→ **Required tasks**:
A - In the text on redundancy consultation below, how many stages does the statutory scheme envisage?
B - Decide whether each statement agrees with the redundancy consultation text below: (i) employers and representatives must actually reach agreement; (ii) the written information must include the proposed method of selecting employees who may be dismissed; (iii) the information about agency workers covers the type of work they are carrying out. Answer yes or no for each, quoting the words that decide it.
C - Go on with the redundancy consultation text below, picking up after its last sentence.

→ **Text passage**:
+ + + + + + +
Section 188(1) TULR(C)A will be familiar to most present. I want to focus on three specific areas in a little detail rather than cover the basic ground. They are:
The purpose of consultation;
The question of timing;
The development of the remedy;
The recent changes.
By way of introduction the statutory scheme under envisages two stages:
The provision of written information to the representatives.
Consultation on the proposed redundancies "with a view to reaching agreement" about certain matters
It is not necessary for employers and representatives to actually reach agreement, and the consultation process is more of an exchange of views. An employer, or union, who is intransigent may be held to in breach. Both parties therefore invariably start off from a high point knowing they have a true reserve position.
The following written information must be provided as a minimum:
The reasons for the proposed dismissals.
The numbers and descriptions of employees whom it is proposed to dismiss as redundant.
The total number of employees of any such description employed by the employer at the establishment in question.
The proposed method of selecting employees who may be dismissed.
The proposed method of carrying out the dismissals, with due regard to any agreed procedure, including the period over which the dismissals are to take effect.
The proposed method of calculating the amount of any redundancy payments to be made (over and above the statutory redundancy payment) to employees who may be dismissed.
"Suitable information" about its use of agency workers.
The number of agency workers working temporarily for and under the supervision and direction of the employer.
The parts of the undertaking in which they are working.
The type work they are carrying out.
It should be remembered that `redundancy’ includes a reorganisation involving changing terms and conditions if dismissals will result because they are a dismissal "not related to the individual concerned or for a number of reasons all of which are not so related".
+ + + + + + +
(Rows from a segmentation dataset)
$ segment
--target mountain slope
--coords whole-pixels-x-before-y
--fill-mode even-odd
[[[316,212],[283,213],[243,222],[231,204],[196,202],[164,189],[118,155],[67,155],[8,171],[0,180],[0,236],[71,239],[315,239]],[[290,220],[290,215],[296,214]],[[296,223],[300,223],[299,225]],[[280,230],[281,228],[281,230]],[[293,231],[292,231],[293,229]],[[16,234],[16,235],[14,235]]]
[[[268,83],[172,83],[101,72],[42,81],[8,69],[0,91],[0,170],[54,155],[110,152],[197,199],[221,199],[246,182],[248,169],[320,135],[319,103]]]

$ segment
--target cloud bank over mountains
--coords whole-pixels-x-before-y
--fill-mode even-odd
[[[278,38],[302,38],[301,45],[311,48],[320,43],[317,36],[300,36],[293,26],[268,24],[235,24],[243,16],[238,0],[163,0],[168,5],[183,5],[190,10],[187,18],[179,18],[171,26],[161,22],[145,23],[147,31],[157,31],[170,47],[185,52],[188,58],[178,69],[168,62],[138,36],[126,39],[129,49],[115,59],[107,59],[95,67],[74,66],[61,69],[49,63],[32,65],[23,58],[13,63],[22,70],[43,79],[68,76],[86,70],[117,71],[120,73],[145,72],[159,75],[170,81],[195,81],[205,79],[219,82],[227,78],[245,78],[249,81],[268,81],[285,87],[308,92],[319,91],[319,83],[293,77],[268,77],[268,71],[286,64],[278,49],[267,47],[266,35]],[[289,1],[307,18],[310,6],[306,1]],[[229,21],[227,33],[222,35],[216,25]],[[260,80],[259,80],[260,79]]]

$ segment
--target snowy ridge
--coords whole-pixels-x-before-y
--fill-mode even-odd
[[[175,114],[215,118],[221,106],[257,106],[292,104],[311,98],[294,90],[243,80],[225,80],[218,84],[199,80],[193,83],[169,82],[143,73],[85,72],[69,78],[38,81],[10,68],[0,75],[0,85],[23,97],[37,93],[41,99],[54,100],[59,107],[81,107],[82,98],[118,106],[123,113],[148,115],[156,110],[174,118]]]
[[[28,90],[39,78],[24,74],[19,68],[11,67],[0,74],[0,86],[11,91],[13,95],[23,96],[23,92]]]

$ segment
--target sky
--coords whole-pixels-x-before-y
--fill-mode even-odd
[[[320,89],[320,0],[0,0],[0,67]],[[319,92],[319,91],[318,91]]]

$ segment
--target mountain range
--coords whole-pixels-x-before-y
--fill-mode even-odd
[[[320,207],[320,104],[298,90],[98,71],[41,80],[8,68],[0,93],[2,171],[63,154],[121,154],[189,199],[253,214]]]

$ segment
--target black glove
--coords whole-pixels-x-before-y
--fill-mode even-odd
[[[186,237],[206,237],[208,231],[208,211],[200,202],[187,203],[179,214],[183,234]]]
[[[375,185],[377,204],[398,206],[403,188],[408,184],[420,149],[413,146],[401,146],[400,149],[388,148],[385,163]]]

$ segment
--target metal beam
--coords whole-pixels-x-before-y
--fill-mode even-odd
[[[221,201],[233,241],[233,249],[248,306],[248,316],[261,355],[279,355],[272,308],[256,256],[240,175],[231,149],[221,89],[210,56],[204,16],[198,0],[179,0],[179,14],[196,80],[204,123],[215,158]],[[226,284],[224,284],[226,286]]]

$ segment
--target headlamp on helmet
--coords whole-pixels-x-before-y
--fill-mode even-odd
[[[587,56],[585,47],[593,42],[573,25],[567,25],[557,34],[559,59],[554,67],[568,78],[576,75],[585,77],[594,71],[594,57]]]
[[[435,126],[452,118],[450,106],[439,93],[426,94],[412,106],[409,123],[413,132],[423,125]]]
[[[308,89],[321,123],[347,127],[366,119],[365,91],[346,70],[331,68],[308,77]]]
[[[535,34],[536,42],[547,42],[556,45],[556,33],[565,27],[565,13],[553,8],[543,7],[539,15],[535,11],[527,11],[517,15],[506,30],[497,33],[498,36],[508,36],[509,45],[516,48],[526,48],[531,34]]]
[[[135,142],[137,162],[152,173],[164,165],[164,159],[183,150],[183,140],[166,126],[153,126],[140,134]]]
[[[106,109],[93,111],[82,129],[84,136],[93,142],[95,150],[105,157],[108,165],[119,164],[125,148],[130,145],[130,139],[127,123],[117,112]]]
+ + + + + + +
→ **Answers to each task**:
A - Two: giving written information to the representatives, and consulting on the proposed redundancies.

B -
(i) No: "It is not necessary for employers and representatives to actually reach agreement"
(ii) Yes: "The proposed method of selecting employees who may be dismissed."
(iii) Yes: "The type work they are carrying out."

C -
Whilst this is the information to be provided there is a difference in the matters that must be covered by the consultation. It is not necessary for the employer to provide all of the statutory information at the outset of consultation. Case law indicates that consultation can be deemed to have commenced as long as the employer has provided sufficient information to enable meaningful consultation to take place A good example is where the employer’s consultation time frame easily satisfies the relevant minimum period but at the outset it is not ready to give details about proposed selection criteria (see MSF v GEC Ferranti (Defence Systems) Ltd (No.2)  IRLR 113 approved in Akavan Erityisalojen Keskuslitto AEK ry and others v Fujitsu Siemens Computers Oy C-44/08).
The case of UK Coal v. NUM held that the employer was obliged to consult about the business reasons for the proposed redundancies as part of the obligation to consult over ways in which the redundancies can be avoided .
In United States of America v Nolan  IRLR 40, a case concerning the closure of a US airforce base the United States argued that the UK Coal Mining case was wrongly decided and that the Fujistu case held that consultation about a strategic business or operational decision that will lead to redundancies is not required by the Directive and therefore domestic legislation should go no further.
The Court of Appeal found that such an interpretation was far from clear. the matter was referred to the ECJ. The Advocate General took the view that it was for the national court to determine and appeared to disagree with the USA (in a footnote!) but the ECJ held that it had no jurisdiction. The matter will return to the Court of Appeal with no one the wiser.
There is no specific obligation to commence consultation at a particular point in the employer's decision-making process. The legislation works backwards from the date on which the first of the dismissals occurs and examines whether consultation began sufficiently far in advance of that date.
The phrase used is "in good time" but in addition specific minimum periods must elapse between the start of consultation and the date of the first dismissal, depending on the numbers of dismissals proposed.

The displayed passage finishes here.